**Short exercise 1**
Translate this sentence from the forum post on colors in art and music into Spanish: "Imagine what composers could have composed if they had the same versatility in their medium as the visual artist has at his disposal."
### Page ###
# Different Colors



## Saul_Dzorelashvili (Jan 26, 2010)

In visual art there is a greater variety of colors that the artist can use in order to express himself. He can mix two colors together to create a new color, and the variety can be so subtle, even the slightest mixing of colors can create another color, therefore we are talking about hundreds of thousands of colors if not millions of colors.

Yet in Western classical music, there is only a predetermined very limited set of instruments (colors) that the composer can use at his palate to express himself.

I believe the reason for this difference is this:

When it comes to music, in order to generate a sound, we need an instrument, and that instrument can only generate its one particular color, the color never changed only the pitch. But there is no one single instrument that can combine two different colors to play simultaneously and therefore create different colors.

To work around this 'problem' composers began to create new tones and colors through combining different instruments to create new colors, for example the combination of a solo violin and a solo cello playing the same notes creates a new color.


But the 'problem' is not solved fully, because there are so few instruments to combine and create 'New sounds/colors', and so the composer of sound compared to the artist that deals with visual colors, is very limited in that sense.

Imagine what composers could have composed if they had the same versatility in their medium as the visual artist has at his disposal.

But could we say that the composer of sound has something else , even more beneficial then the visual artist that somehow compensates his perceived 'limitations'?

I think he does.

While the visual artist is 'armed' with physical visual colors, the composer of music has additional elements to work with, namely, Melody, Harmony, Rhythm, And Dynamics.

With his limited availability of distinct colors, the composer expands his palate with ‘Melody’, meaning that the color exiting the instrument gets additional ‘colors’ through a thoughtful and logical melody.
For a simple continuous sound even when varied by pitch is very limited, but in the context of a ‘Melody’ the Tone gets separated into smaller subtle colors and that what creates the variety and joy to the ear.
### Data lines ###
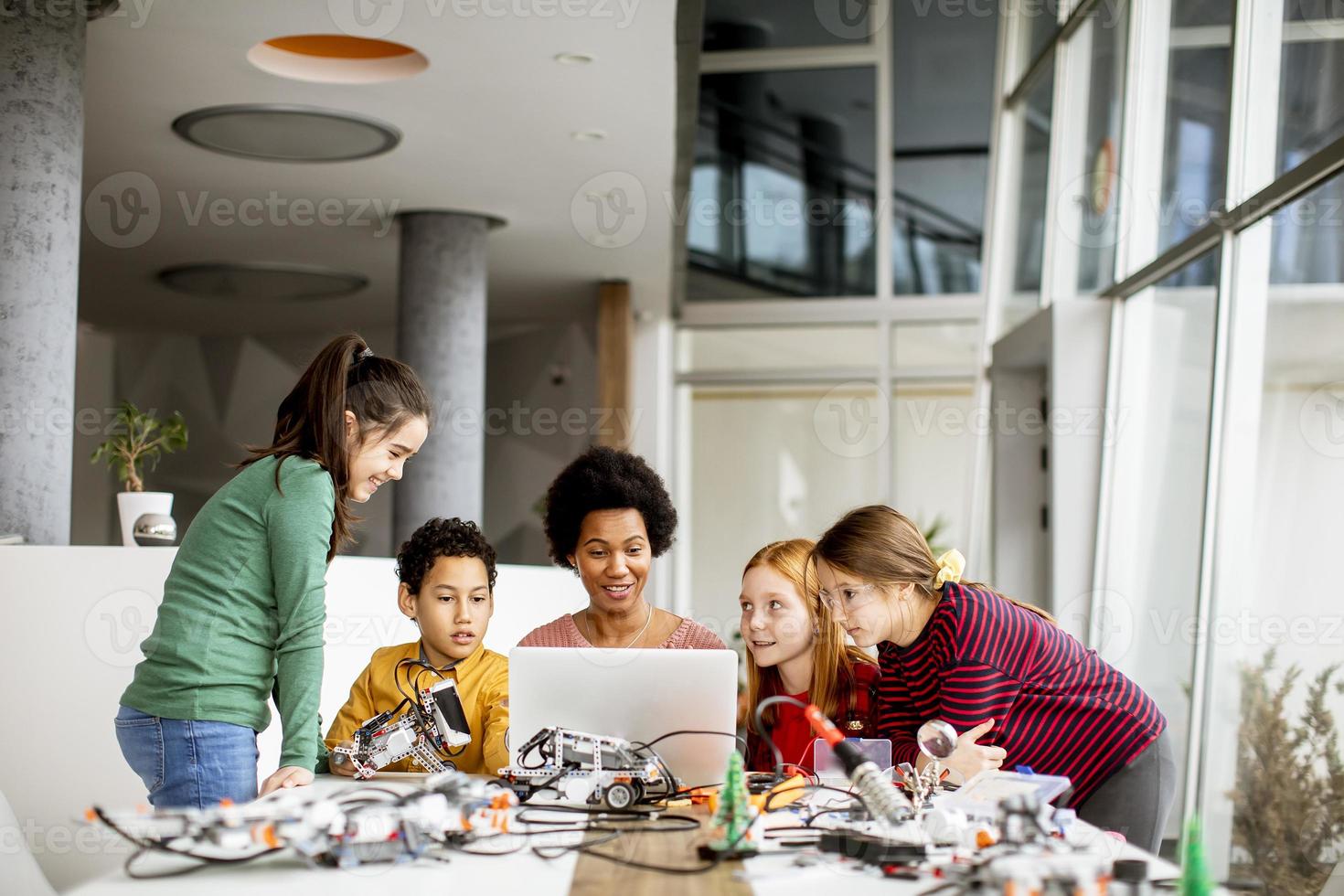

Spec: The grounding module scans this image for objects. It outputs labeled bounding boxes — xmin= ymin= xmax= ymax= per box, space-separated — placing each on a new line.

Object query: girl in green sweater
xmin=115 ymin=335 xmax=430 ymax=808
###
### Data lines ###
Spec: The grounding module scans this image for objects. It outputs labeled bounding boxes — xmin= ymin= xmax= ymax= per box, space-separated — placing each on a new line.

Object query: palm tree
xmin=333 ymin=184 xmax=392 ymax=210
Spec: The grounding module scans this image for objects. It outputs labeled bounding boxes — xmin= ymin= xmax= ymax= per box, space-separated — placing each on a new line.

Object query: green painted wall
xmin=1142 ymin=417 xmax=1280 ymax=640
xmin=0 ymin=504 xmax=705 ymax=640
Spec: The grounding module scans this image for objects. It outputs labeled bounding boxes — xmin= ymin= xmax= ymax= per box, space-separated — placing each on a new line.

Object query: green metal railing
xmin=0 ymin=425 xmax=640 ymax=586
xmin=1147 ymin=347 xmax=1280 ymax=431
###
### Data lines ###
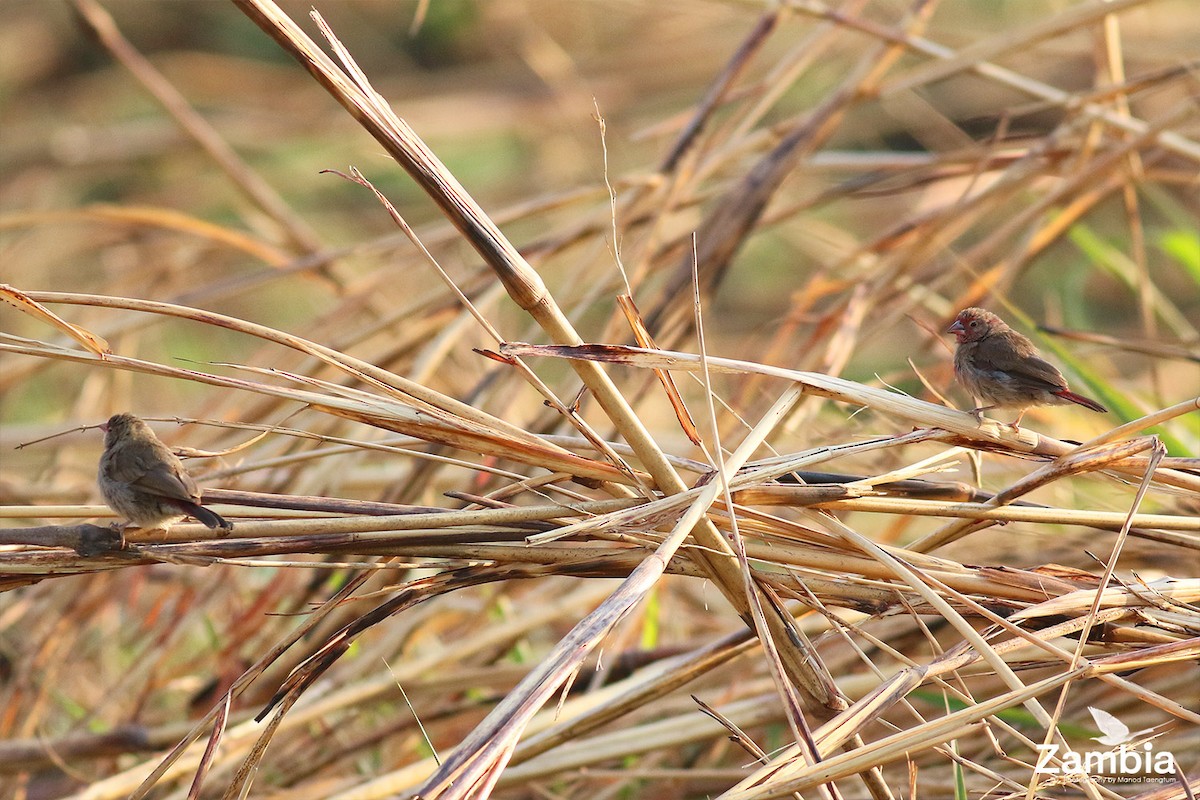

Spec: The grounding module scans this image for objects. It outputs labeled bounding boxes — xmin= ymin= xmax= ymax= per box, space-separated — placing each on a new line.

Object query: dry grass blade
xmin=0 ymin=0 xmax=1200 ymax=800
###
**Short exercise 2**
How many lines in the rows above contain the word "green"? Give only the number.

**Output 1**
Imagina lo que los compositores podrían haber compuesto si hubieran tenido en su medio la misma versatilidad que el artista visual tiene a su disposición.

**Output 2**
3